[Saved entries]
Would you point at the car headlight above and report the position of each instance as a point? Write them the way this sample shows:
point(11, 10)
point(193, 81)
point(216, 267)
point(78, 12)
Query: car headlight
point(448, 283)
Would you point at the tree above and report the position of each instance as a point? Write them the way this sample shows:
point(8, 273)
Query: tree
* * *
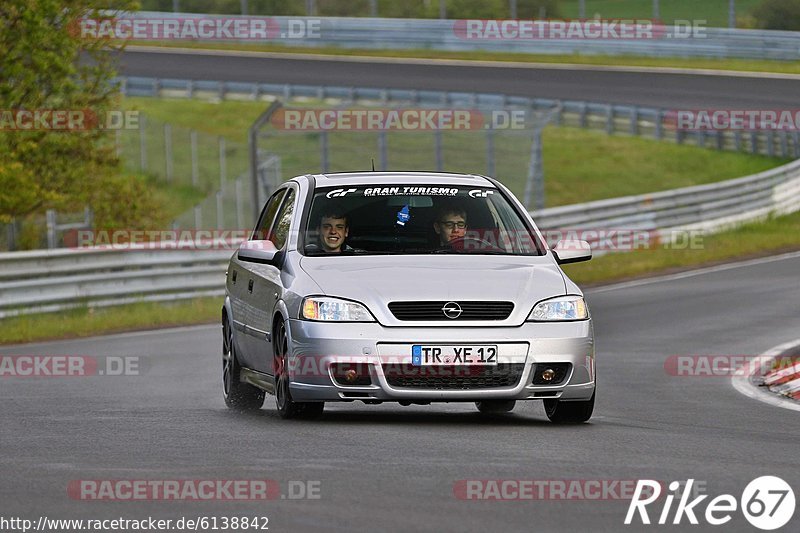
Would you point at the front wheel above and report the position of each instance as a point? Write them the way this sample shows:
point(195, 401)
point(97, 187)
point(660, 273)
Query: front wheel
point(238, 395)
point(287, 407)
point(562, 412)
---
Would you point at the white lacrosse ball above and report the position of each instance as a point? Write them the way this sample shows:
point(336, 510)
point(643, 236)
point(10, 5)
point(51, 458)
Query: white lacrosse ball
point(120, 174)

**Assigned task**
Reproduce each line of the records in which the word "tree" appears.

**Task answer**
Would you point at the tree above and report the position of each instance as a point? Write them the way this sample shows:
Query: tree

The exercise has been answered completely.